--- Problem statement ---
Copy the lines below word for word, starting with the line that contains "Could you point at the driftwood" and going on through the last line of the entries.

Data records
>>>
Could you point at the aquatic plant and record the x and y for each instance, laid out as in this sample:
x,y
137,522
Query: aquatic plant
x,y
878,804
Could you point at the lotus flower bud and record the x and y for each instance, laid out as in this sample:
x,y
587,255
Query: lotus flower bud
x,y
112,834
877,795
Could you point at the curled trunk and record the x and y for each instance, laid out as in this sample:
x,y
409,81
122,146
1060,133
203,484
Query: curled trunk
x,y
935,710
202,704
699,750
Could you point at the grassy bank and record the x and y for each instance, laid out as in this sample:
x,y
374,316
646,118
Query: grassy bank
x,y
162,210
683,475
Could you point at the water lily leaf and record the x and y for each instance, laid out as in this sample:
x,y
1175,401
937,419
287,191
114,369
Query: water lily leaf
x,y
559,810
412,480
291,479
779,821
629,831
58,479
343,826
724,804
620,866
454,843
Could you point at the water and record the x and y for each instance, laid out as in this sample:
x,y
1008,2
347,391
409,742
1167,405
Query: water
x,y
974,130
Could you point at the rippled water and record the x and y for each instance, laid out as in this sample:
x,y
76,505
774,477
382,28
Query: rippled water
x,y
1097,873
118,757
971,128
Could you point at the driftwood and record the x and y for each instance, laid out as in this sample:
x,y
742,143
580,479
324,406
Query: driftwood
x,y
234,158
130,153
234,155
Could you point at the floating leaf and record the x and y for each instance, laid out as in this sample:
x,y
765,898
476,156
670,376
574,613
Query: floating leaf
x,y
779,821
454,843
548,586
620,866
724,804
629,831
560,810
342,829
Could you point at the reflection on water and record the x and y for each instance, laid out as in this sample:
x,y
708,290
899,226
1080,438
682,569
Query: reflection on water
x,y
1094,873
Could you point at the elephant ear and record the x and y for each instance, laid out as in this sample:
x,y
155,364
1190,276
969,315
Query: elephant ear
<<<
--- The result ---
Could you point at the driftwood and record the x and y for each instance, laid out as in this sample:
x,y
742,143
580,479
324,406
Query: driftwood
x,y
234,158
130,153
234,155
Could you point at the floating leaf and record the x and y for each instance, laid out as in this sample:
x,y
765,898
476,156
670,376
574,613
Query: floating leaf
x,y
779,821
454,843
548,586
620,866
724,804
629,831
560,810
342,829
Could you point at the reflection on water and record the x and y for each instance, laid out as in this sample:
x,y
708,290
899,226
1080,438
682,569
Query: reflection on water
x,y
1094,873
Could you point at the elephant ear and record the x and y for each instance, laid out as in this sample:
x,y
155,364
1190,276
969,315
Query: elephant ear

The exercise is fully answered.